> [Work to be completed]: Rewrite every line below, from the line containing "Expected output, for every instance of the puppy's left" through the end of the records, keeping all wording unchanged but scaling each pixel coordinate by 0.2 and rounding to the nearest whole number, with halves rounded up. Omit the pictures.

[begin Listed records]

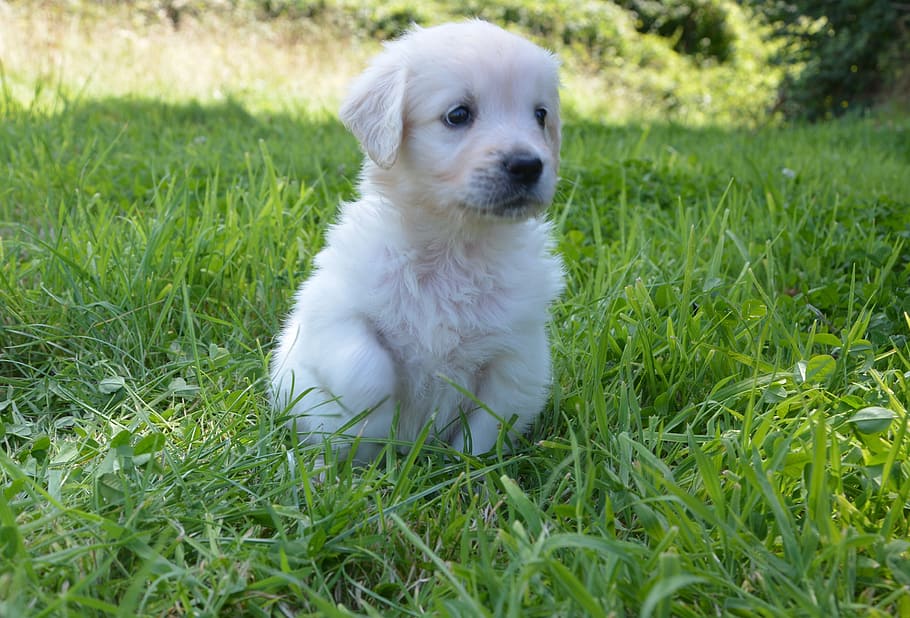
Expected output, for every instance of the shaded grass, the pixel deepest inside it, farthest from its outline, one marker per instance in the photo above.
(735, 298)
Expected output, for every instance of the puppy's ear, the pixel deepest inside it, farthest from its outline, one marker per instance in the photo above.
(374, 108)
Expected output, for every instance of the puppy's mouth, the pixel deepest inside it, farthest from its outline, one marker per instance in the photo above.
(517, 188)
(509, 205)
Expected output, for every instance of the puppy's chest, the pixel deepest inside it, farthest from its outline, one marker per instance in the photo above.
(445, 314)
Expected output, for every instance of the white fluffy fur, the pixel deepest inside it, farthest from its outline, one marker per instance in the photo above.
(442, 272)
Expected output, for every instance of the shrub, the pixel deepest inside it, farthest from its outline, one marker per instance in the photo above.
(698, 27)
(842, 54)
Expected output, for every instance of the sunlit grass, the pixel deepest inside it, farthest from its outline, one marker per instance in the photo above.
(727, 433)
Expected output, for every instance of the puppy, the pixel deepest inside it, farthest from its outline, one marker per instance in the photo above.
(430, 300)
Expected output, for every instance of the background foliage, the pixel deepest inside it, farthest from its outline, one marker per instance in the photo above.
(847, 54)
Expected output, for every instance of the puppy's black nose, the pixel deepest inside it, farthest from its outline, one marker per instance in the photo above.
(523, 168)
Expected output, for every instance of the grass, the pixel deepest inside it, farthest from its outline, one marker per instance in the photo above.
(727, 432)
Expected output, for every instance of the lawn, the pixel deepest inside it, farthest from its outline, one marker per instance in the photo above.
(727, 433)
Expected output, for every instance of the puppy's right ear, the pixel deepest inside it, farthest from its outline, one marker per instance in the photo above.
(374, 108)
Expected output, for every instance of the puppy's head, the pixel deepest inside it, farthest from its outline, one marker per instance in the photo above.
(461, 118)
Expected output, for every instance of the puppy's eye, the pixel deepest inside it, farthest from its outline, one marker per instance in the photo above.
(458, 116)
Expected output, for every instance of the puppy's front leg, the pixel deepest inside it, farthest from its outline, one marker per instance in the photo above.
(514, 387)
(352, 373)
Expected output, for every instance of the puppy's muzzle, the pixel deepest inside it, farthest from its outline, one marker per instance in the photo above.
(523, 169)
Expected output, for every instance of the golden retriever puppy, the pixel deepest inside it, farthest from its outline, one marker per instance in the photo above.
(431, 295)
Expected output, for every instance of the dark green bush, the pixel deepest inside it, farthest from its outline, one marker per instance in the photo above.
(699, 27)
(843, 54)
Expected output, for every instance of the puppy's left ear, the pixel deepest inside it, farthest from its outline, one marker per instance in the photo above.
(374, 108)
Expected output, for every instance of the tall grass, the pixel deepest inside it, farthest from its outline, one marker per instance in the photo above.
(727, 432)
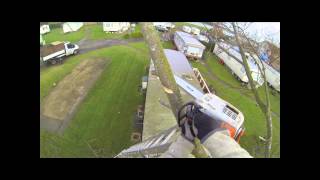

[end Listed records]

> [Output for this task]:
Expected output, for every instance of the puppy's left ear, the pixel deepest inside it, farthest from its outline, one marker per instance in the photo above.
(75, 22)
Expected output, for every instance of the tall grass, the pixel deepest inside it, farthest from its outline, one marker per instance in the photo above.
(145, 86)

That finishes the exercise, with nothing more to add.